- Prompt A: Reproduce word for word the stretch of the passage on UA levels from "Elevated levels of" through "and IR) [36].".
- Prompt B:
Answer these questions from the passage on UA levels:
(i) What has a considerable impact on changes in UA levels?
(ii) Which neurodegenerative diseases are given as examples of those associated with reduced UA levels?
(iii) Which renal diseases caused by hyperuricemia are traditionally presumed?

- Text under study:
____

Several factors are involved in the secretion and production of UA. Medications have a considerable impact on changes in UA levels, thus complicating efforts to identify whether fluctuations in serum UA levels are due to UA overproduction or underexcretion. UA and other creatinine clearance tests can be used to determine the cause of underlying disease.

EFFECTS OF UA ON CKD INCIDENCE AND RISK FACTORS

Elevated levels of UA may cause gout, HTN, CVD, and kidney disease, whereas reduced levels of UA are associated with neurodegenerative diseases (e.g., multiple sclerosis, Parkinson’s disease, and optic neuritis) [22]. When UA levels are reduced, the ability to clear a large amount of oxygen free radicals generated by exercise is also reduced, which can damage renal function. Traditionally, renal diseases caused by hyperuricemia are presumed to include acute and chronic UA nephropathy and kidney stones. However, there is considerable evidence that hyperuricemia itself may be associated with the progression of CKD and risk factors for CKD (e.g., HTN and IR) [36].

____

- Stored data entries:
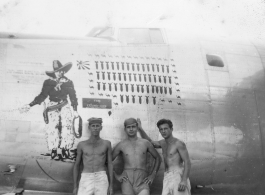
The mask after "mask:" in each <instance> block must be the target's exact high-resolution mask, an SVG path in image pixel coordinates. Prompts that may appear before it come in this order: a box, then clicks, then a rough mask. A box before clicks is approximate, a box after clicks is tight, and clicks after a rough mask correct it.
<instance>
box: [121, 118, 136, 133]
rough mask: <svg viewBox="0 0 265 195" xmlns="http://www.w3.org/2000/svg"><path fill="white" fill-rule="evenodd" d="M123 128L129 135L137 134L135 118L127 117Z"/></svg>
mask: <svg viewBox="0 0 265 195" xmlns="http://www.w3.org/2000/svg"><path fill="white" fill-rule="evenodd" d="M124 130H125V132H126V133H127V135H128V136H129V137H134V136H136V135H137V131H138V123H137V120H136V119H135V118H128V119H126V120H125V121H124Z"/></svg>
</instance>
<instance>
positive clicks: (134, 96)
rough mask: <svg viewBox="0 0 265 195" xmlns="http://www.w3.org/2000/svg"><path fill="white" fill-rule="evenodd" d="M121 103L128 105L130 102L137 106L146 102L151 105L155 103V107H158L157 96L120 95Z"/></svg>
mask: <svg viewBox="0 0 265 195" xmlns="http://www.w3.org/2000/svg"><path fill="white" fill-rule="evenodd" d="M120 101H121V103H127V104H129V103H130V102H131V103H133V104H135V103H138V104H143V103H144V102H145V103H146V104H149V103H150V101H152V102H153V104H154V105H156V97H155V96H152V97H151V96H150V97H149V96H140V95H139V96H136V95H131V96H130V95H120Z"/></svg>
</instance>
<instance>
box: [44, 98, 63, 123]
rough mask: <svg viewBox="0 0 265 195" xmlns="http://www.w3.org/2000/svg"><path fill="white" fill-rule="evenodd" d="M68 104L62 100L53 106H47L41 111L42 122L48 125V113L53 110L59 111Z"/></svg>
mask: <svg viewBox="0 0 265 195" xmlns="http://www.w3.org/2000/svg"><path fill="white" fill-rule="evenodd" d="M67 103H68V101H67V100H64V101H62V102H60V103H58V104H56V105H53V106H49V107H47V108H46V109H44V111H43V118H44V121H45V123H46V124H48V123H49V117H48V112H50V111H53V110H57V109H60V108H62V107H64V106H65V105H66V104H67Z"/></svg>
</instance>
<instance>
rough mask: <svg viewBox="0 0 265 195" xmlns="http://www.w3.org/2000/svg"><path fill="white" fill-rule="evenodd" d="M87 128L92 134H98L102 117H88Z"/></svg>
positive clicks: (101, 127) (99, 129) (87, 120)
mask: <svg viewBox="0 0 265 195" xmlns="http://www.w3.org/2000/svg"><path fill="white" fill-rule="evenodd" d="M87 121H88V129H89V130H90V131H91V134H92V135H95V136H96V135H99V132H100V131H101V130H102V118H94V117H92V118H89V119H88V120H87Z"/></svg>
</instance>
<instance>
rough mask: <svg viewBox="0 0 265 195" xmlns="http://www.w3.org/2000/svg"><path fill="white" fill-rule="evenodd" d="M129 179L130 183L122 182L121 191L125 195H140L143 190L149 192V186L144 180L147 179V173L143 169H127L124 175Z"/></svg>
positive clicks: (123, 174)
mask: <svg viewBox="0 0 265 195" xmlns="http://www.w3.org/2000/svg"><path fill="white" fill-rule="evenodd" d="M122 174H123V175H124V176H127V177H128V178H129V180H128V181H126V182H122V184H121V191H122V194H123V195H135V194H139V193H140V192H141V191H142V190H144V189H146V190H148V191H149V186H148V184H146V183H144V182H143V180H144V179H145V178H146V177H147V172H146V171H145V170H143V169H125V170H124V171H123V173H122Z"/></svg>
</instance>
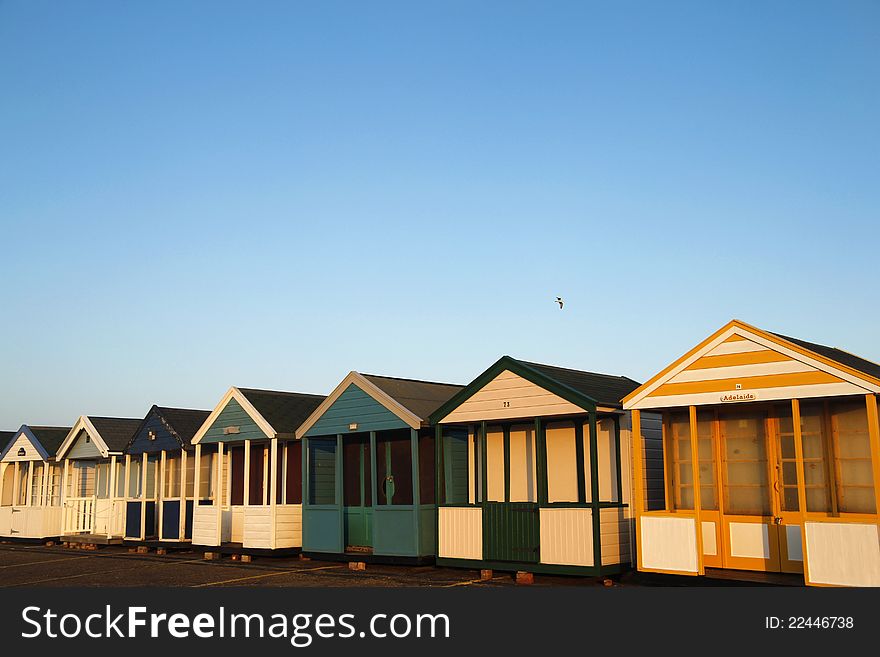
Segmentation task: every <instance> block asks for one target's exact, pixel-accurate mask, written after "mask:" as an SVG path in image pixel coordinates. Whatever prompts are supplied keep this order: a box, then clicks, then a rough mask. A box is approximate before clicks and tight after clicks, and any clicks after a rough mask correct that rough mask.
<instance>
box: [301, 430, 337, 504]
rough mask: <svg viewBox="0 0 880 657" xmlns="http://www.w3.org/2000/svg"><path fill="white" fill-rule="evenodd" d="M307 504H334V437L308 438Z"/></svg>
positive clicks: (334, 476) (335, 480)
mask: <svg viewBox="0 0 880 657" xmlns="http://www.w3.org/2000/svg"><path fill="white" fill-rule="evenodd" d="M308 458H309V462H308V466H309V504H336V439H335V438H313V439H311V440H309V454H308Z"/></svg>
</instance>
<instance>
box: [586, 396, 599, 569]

____

- Answer A:
Elevated levels of UA may cause gout, HTN, CVD, and kidney disease, whereas reduced levels of UA are associated with neurodegenerative diseases (e.g., multiple sclerosis, Parkinson’s disease, and optic neuritis) [22]. When UA levels are reduced, the ability to clear a large amount of oxygen free radicals generated by exercise is also reduced, which can damage renal function. Traditionally, renal diseases caused by hyperuricemia are presumed to include acute and chronic UA nephropathy and kidney stones. However, there is considerable evidence that hyperuricemia itself may be associated with the progression of CKD and risk factors for CKD (e.g., HTN and IR) [36].

- Answer B:
(i) Medications.
(ii) Multiple sclerosis, Parkinson's disease, and optic neuritis.
(iii) Acute and chronic UA nephropathy and kidney stones.